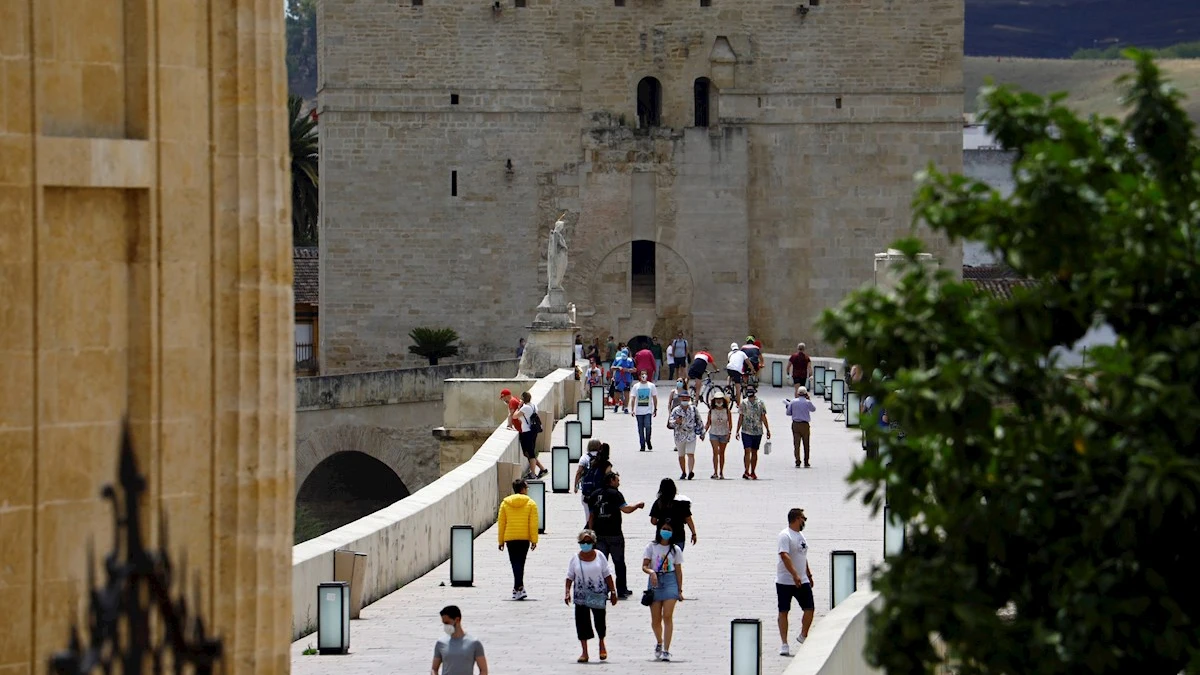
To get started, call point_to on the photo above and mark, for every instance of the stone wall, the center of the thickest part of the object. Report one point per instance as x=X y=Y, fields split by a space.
x=145 y=263
x=760 y=221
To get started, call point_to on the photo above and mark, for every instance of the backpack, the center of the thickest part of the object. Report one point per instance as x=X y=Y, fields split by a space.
x=592 y=479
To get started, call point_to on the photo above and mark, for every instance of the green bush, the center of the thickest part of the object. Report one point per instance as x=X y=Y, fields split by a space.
x=433 y=342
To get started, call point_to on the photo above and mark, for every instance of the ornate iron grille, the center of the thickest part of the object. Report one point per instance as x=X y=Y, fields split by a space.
x=135 y=625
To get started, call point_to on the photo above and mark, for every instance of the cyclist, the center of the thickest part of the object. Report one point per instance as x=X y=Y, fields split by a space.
x=697 y=369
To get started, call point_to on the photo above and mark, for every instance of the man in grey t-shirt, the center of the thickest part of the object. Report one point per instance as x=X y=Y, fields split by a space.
x=457 y=653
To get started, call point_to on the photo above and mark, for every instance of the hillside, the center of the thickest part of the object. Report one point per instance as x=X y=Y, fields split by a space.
x=1055 y=29
x=1091 y=84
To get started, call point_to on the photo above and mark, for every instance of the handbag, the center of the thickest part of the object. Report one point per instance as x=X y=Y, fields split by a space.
x=648 y=597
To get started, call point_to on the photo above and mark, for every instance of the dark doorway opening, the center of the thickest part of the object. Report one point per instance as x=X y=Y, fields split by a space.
x=649 y=102
x=342 y=489
x=642 y=273
x=702 y=91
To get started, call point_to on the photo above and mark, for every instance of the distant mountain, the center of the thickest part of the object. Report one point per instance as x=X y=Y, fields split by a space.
x=1055 y=29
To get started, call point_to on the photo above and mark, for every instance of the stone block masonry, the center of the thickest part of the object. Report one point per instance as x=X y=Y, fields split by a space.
x=453 y=135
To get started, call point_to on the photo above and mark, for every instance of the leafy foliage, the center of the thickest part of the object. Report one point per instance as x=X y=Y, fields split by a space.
x=1053 y=511
x=300 y=17
x=433 y=342
x=303 y=132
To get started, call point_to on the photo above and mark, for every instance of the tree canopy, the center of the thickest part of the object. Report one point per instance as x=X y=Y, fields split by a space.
x=1051 y=509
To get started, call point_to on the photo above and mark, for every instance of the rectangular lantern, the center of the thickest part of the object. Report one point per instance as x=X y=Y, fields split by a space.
x=583 y=412
x=575 y=440
x=852 y=405
x=838 y=402
x=597 y=396
x=844 y=575
x=745 y=646
x=893 y=533
x=561 y=469
x=333 y=617
x=462 y=555
x=538 y=494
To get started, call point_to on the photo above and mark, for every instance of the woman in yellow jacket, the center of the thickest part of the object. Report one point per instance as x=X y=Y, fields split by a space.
x=517 y=527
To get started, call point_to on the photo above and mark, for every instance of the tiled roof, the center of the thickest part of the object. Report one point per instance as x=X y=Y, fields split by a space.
x=305 y=285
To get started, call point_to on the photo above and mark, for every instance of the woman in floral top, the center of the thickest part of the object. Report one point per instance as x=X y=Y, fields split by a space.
x=751 y=423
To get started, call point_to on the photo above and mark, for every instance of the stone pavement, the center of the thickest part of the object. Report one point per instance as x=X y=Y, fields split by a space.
x=729 y=574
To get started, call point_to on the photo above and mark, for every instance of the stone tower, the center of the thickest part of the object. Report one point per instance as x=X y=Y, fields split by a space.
x=729 y=166
x=145 y=270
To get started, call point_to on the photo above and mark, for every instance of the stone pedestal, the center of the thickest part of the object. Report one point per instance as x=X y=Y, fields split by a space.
x=547 y=348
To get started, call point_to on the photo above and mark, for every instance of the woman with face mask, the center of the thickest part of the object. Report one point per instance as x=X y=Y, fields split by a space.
x=663 y=562
x=591 y=574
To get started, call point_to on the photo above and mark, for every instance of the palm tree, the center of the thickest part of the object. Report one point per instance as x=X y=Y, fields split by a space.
x=303 y=131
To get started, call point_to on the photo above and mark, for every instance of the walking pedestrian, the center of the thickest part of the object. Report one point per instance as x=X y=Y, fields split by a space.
x=646 y=408
x=607 y=506
x=687 y=425
x=719 y=426
x=527 y=435
x=622 y=376
x=799 y=366
x=516 y=527
x=678 y=353
x=801 y=411
x=793 y=579
x=696 y=371
x=663 y=563
x=645 y=360
x=751 y=423
x=457 y=653
x=591 y=574
x=670 y=508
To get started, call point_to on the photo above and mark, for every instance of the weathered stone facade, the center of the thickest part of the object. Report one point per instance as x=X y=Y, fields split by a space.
x=454 y=133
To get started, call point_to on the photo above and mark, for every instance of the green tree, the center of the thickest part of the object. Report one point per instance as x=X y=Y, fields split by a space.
x=433 y=342
x=1053 y=511
x=300 y=17
x=303 y=131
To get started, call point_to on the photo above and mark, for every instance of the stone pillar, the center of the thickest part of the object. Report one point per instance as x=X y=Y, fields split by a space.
x=889 y=268
x=145 y=258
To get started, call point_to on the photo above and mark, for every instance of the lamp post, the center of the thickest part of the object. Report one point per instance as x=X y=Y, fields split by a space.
x=893 y=533
x=462 y=555
x=583 y=412
x=333 y=617
x=597 y=395
x=844 y=575
x=561 y=469
x=538 y=494
x=745 y=646
x=575 y=440
x=852 y=405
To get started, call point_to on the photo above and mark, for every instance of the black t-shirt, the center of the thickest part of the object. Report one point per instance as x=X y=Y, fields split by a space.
x=678 y=513
x=606 y=512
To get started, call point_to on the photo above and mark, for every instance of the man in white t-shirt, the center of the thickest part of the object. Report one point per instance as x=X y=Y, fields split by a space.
x=793 y=579
x=645 y=406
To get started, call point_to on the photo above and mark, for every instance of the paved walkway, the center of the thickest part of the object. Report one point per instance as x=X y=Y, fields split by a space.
x=729 y=573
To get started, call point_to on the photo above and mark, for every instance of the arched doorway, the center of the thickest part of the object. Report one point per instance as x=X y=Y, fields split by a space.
x=342 y=489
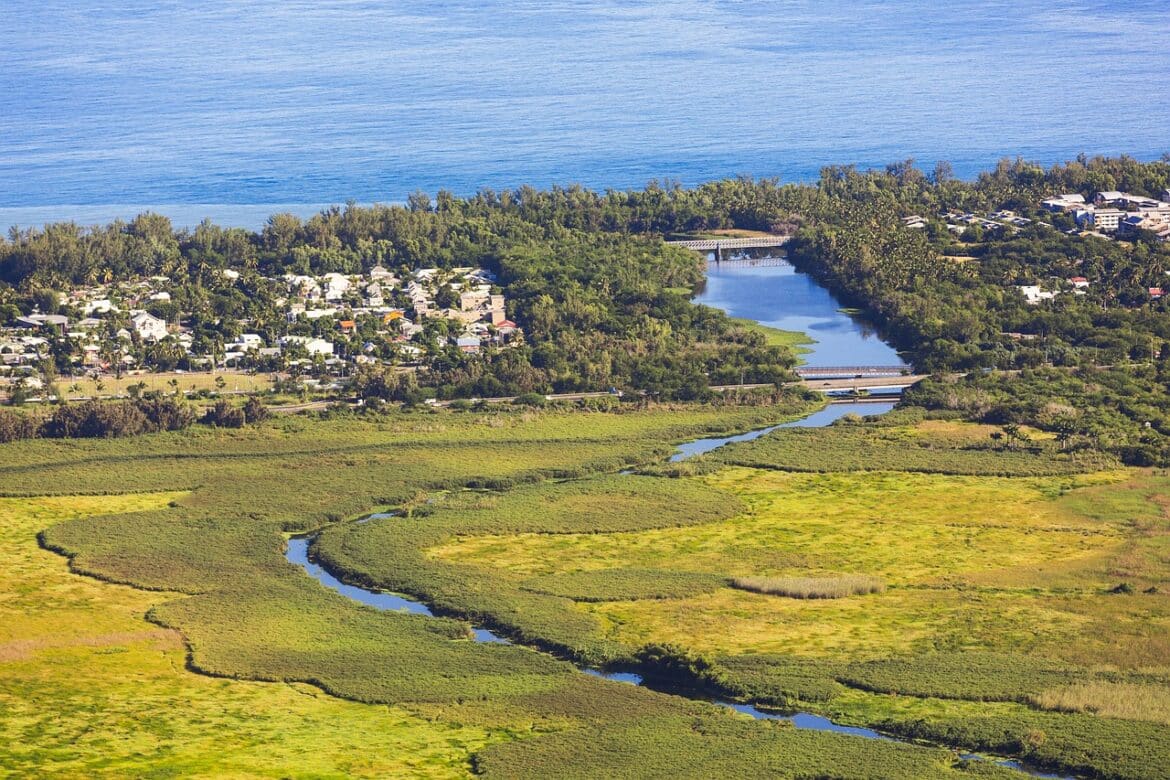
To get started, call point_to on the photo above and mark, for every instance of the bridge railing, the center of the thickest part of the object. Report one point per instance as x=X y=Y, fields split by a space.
x=709 y=244
x=854 y=371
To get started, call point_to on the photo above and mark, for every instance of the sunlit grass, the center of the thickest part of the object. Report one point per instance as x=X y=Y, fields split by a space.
x=90 y=689
x=811 y=587
x=1109 y=699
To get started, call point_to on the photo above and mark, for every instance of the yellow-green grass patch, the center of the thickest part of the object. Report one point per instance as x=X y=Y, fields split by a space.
x=88 y=688
x=1129 y=701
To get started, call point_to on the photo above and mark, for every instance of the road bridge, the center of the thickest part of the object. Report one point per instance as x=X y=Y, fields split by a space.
x=716 y=244
x=844 y=372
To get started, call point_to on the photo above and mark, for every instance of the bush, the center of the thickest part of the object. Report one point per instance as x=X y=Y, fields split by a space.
x=224 y=415
x=254 y=411
x=95 y=420
x=166 y=414
x=530 y=399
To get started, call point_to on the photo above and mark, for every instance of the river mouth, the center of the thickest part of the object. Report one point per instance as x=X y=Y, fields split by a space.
x=742 y=291
x=298 y=547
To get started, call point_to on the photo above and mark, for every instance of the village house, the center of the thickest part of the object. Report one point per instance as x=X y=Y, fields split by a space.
x=1066 y=202
x=311 y=345
x=1033 y=294
x=148 y=326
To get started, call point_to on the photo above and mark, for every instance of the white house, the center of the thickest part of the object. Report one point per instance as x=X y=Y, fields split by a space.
x=1034 y=295
x=336 y=285
x=149 y=326
x=311 y=345
x=100 y=306
x=1065 y=202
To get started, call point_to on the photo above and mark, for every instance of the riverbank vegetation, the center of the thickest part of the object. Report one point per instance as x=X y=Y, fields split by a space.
x=1025 y=592
x=504 y=522
x=811 y=587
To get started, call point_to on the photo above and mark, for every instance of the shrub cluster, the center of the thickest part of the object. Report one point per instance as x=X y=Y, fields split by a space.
x=116 y=419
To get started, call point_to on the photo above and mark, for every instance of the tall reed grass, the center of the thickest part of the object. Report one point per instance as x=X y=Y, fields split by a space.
x=811 y=587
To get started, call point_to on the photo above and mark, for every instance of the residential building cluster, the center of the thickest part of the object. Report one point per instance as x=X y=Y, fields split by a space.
x=1120 y=214
x=372 y=318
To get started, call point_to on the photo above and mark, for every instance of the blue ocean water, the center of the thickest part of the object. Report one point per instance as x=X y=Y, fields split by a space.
x=122 y=104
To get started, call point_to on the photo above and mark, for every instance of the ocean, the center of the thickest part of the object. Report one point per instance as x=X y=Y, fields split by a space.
x=235 y=109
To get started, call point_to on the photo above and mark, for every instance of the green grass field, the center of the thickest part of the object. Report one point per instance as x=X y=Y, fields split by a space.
x=1002 y=625
x=796 y=340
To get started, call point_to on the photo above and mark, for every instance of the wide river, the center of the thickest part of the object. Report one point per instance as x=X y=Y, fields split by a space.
x=775 y=295
x=235 y=109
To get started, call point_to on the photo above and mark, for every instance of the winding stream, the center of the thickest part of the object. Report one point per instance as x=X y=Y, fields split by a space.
x=751 y=292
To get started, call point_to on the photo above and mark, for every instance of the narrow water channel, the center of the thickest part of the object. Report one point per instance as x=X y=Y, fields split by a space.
x=755 y=292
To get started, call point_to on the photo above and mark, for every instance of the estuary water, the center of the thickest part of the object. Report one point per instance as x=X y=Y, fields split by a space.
x=197 y=109
x=772 y=292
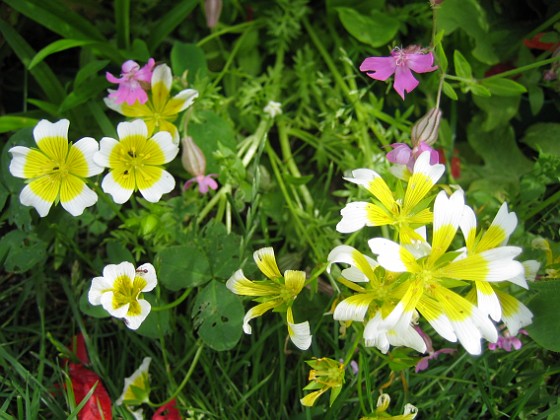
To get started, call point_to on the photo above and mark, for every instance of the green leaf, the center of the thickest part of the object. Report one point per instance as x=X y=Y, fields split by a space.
x=544 y=137
x=462 y=66
x=182 y=266
x=57 y=46
x=168 y=22
x=376 y=29
x=188 y=57
x=218 y=316
x=503 y=87
x=12 y=123
x=545 y=329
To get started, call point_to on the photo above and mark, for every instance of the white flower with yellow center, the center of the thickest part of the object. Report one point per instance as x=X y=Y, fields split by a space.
x=56 y=170
x=120 y=290
x=277 y=292
x=137 y=386
x=161 y=110
x=433 y=271
x=135 y=162
x=404 y=215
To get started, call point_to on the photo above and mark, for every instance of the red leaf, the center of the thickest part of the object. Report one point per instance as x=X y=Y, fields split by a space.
x=167 y=412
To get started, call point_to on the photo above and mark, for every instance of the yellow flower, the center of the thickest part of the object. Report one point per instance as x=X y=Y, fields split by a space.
x=277 y=292
x=56 y=170
x=327 y=374
x=161 y=110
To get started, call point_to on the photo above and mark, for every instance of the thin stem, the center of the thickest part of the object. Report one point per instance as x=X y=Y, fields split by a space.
x=176 y=302
x=185 y=379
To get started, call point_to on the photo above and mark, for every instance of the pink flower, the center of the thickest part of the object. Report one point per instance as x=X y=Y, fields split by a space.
x=400 y=63
x=507 y=342
x=132 y=83
x=402 y=154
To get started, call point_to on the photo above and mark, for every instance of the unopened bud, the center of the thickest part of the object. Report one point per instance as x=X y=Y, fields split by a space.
x=192 y=158
x=213 y=9
x=426 y=128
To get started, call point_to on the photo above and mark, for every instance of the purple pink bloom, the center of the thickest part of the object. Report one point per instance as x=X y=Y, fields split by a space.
x=401 y=63
x=133 y=82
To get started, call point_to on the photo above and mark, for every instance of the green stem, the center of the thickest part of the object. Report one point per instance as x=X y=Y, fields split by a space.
x=176 y=302
x=185 y=379
x=523 y=68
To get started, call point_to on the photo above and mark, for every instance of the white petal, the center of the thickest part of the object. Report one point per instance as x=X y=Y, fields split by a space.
x=162 y=186
x=19 y=158
x=354 y=217
x=166 y=144
x=45 y=129
x=389 y=254
x=300 y=335
x=77 y=205
x=110 y=186
x=132 y=128
x=134 y=321
x=187 y=95
x=89 y=147
x=28 y=198
x=148 y=273
x=99 y=285
x=101 y=158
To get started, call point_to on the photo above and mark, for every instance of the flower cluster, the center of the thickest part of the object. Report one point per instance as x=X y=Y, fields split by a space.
x=415 y=277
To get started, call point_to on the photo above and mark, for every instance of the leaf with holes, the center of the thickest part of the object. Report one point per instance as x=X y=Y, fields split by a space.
x=218 y=315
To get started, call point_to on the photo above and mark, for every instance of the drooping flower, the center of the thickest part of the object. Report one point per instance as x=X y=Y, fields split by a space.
x=401 y=63
x=161 y=110
x=406 y=214
x=194 y=162
x=133 y=83
x=137 y=386
x=276 y=292
x=56 y=169
x=326 y=374
x=273 y=108
x=120 y=290
x=373 y=303
x=433 y=272
x=135 y=162
x=98 y=406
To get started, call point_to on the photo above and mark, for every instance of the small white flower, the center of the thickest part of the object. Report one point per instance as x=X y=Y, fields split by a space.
x=273 y=108
x=119 y=289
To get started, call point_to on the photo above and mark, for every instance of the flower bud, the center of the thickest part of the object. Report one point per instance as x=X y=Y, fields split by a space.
x=213 y=9
x=192 y=158
x=426 y=128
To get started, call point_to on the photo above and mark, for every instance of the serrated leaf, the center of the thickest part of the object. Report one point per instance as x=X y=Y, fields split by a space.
x=218 y=316
x=182 y=266
x=545 y=329
x=376 y=29
x=503 y=87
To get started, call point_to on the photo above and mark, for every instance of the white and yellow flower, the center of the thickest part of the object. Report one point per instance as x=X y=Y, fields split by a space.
x=135 y=162
x=137 y=386
x=120 y=290
x=434 y=273
x=404 y=215
x=56 y=169
x=161 y=110
x=277 y=292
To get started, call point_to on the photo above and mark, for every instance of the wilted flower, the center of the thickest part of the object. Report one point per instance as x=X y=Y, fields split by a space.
x=135 y=162
x=401 y=63
x=194 y=163
x=120 y=290
x=137 y=386
x=326 y=374
x=161 y=110
x=277 y=292
x=133 y=83
x=56 y=170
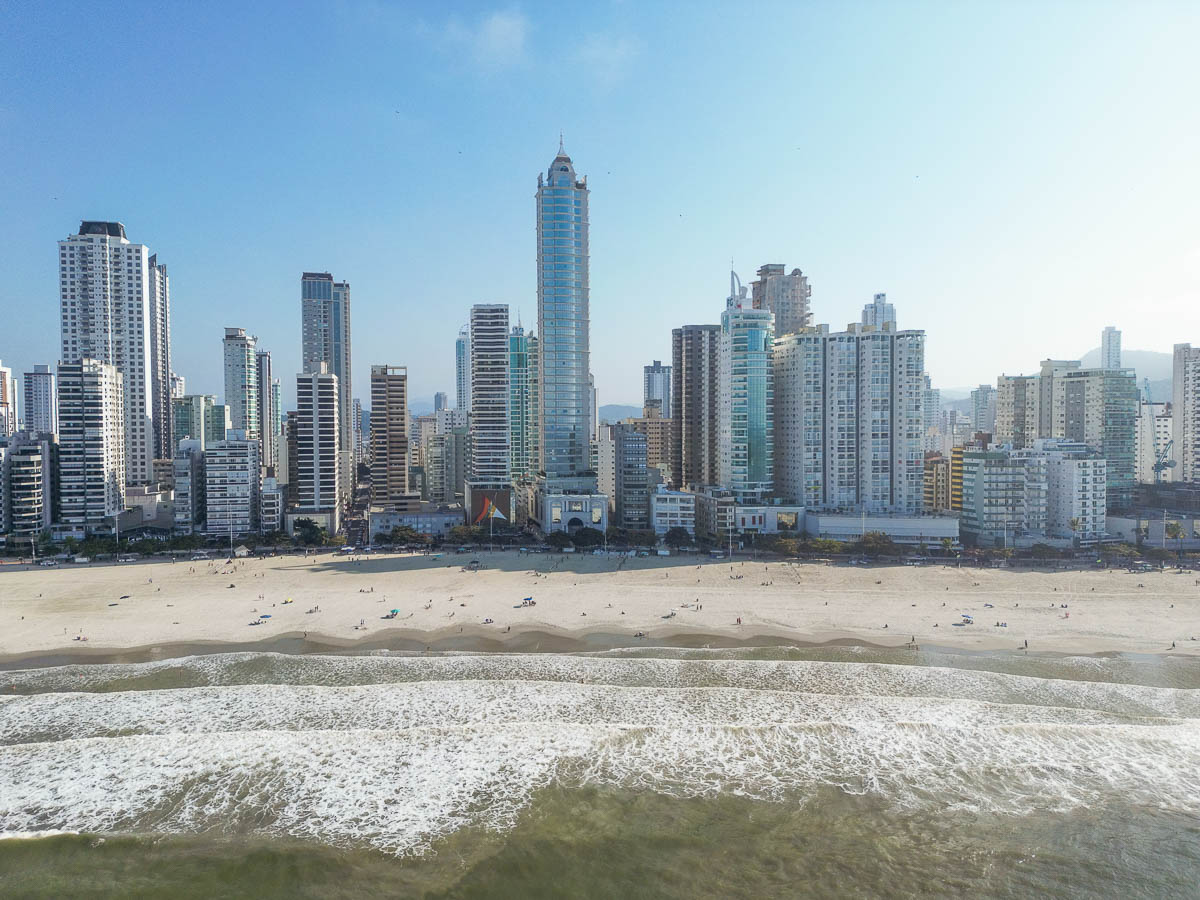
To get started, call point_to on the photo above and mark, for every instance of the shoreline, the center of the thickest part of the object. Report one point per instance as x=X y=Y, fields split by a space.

----

What is needed: Please copy every line of the material above from the line containing "of the distant" through the line containing "x=453 y=135", adding 12 to each x and y coordinate in the answers and leaving all other text unchanged.

Complete answer:
To get started, call point_to on the photo above and mark, for every instance of the distant mountain, the center of the thickest part of the object. Report one point per instance as x=X y=Y, fields split by a space.
x=1067 y=41
To get started, call point_to on the photo above and mark, for every instance of the stone block masonry, the center of the thickest part of the object. Report one point per instance as x=X y=Y, fields split by a space.
x=465 y=147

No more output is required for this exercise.